WHAT TO DO:
a – Answer these questions from the AnotherGames.com thread:
(i) Which version of Visual Studio does the website use to teach game programming with Allegro 5?
(ii) To which element should the X-UA-Compatible meta tag be added to disable quirks mode?
(iii) Where on the page were the forums uploaded?
b – Pull out every line of the records that contains the string "surface". Case is significant.

PAGE:
▬▬▬▬▬▬▬▬▬▬

# AnotherGames.com



## GSquadron (Oct 17, 2012)

*my website*

Hi all!
It has been a very long and difficult journey, but it has been a great fun programming this website!
www.anothergames.com will teach you game programming with Allegro 5 using the latest Visual Studio 2012.
I really hope you will like it and very special thanks goes to the editor: Jacob Harris
Thank you!

(on a sidenote... thank you all tpu!)


----------



## 3870x2 (Oct 17, 2012)

Great to hear!  The website is not centering on my browser, but everything works fine.

XP, IE version 8.0.6


----------



## GSquadron (Oct 17, 2012)

Press F12 and select the internet explorer 8 mode


----------



## W1zzard (Oct 17, 2012)

add <meta http-equiv="X-UA-Compatible" content="IE=edge" /> to your <head> to disable quirks mode


----------



## stinger608 (Oct 18, 2012)

Awesome Alek!!!!!!! You should think about adding in a forum or at the very least a registration for visitors.

I like it a lot though man, awesome job!!!!!!


----------



## 3870x2 (Oct 18, 2012)

So after the book goes through is final release revision, what projects do you have going on?


----------



## GSquadron (Oct 18, 2012)

Actually, i am working on another website and i am reading a book about php.
After that i don't exactly know, but i was suggested to add C++ tutorials on the website.
I will add the section of the star later if i will have time.

@stinger
the forum is ready. I was busy to modify the phpbb, but i will these days!


----------



## irlandezul (Oct 18, 2012)

Aleksander Dishnica said:


> Press F12 and select the internet explorer 8 mode
> http://www.techpowerup.com/forums/attachment.php?attachmentid=48748&stc=1&d=1350505692


Thanks for the tip . 
Others advice was to use mozilla )


----------



## GSquadron (Oct 19, 2012)

@stinger
I uploaded the forums in the footer of the page.
You are all welcome!


----------

▬▬▬▬▬▬▬▬▬▬

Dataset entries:
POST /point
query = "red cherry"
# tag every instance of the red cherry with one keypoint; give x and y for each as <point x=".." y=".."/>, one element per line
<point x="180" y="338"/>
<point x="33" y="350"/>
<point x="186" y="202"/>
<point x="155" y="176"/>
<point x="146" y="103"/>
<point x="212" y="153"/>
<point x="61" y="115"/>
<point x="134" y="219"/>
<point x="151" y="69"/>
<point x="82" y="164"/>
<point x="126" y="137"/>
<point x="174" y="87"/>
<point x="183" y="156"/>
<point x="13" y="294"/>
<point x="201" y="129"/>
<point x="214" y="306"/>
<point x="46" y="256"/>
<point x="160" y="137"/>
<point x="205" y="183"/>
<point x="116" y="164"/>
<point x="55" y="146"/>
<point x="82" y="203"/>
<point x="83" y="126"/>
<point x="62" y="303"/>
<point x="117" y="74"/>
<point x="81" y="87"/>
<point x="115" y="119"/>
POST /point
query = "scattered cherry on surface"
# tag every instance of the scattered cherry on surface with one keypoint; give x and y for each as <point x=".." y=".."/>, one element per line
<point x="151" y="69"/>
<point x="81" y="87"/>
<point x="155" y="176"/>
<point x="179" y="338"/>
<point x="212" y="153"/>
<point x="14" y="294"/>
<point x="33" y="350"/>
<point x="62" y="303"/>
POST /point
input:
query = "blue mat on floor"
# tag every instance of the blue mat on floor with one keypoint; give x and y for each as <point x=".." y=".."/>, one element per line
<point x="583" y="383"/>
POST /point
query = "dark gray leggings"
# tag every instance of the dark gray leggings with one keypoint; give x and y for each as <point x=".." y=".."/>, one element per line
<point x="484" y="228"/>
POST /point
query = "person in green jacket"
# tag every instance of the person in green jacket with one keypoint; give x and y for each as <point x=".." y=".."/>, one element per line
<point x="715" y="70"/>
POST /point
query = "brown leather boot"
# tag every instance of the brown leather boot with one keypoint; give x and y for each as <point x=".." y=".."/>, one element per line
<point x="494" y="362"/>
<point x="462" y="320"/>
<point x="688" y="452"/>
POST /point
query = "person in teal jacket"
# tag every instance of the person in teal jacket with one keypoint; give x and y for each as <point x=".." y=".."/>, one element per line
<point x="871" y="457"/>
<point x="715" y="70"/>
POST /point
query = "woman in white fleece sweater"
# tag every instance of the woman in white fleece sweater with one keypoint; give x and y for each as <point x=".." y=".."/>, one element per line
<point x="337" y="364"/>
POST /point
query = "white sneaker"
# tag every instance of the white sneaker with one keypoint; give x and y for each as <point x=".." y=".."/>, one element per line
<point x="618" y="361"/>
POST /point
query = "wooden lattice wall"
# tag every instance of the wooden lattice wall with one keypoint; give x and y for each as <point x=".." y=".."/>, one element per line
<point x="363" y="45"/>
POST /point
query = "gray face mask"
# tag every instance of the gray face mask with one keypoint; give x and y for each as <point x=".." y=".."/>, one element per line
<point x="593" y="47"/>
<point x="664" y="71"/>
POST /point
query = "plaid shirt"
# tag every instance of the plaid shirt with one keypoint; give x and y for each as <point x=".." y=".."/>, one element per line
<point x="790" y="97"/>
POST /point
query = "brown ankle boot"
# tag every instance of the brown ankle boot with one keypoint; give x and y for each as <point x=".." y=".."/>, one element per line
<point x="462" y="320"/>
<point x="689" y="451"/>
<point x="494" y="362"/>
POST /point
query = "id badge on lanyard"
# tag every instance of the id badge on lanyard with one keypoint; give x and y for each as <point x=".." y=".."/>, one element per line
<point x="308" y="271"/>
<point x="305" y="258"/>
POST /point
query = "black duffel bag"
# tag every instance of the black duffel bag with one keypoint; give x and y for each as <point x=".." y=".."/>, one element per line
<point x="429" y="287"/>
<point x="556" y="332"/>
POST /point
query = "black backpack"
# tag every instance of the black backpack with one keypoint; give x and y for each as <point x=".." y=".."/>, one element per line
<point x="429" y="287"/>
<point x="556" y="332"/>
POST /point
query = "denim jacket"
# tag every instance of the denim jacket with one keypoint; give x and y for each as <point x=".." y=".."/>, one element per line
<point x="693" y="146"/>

▬▬▬▬▬▬▬▬▬▬

SOLUTIONS PER TASK:
a –
(i) Visual Studio 2012
(ii) The <head> element
(iii) In the footer of the page

b –
query = "scattered cherry on surface"
# tag every instance of the scattered cherry on surface with one keypoint; give x and y for each as <point x=".." y=".."/>, one element per line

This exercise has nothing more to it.